▶ TASK DIRECTIONS
Reproduce everything in the data below from the line containing "Task: identify the headstone in" down to the end of the data, leaving out any pictures.

▶ EXTRACTED MATERIAL
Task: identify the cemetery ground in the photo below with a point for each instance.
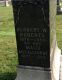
(8, 51)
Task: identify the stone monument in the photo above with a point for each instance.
(59, 9)
(38, 54)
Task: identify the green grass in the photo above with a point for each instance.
(59, 30)
(8, 51)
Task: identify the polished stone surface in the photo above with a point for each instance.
(32, 32)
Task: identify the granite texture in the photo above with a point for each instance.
(33, 23)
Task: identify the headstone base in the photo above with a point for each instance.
(24, 73)
(36, 73)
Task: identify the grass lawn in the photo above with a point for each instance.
(8, 51)
(8, 56)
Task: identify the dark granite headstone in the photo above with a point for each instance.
(32, 26)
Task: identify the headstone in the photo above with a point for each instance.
(36, 39)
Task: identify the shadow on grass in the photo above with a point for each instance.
(7, 76)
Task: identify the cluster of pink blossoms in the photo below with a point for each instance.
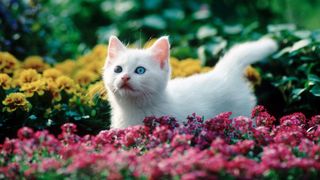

▶ COMPLETE OUTPUT
Task: identify the headstone in the photo above with a point for each instance.
(36, 39)
Task: identify the shadow on grass in the photo above with a point for each instance.
(7, 76)
Task: identify the cluster of pink blossoms in the photo below with a point for each instance.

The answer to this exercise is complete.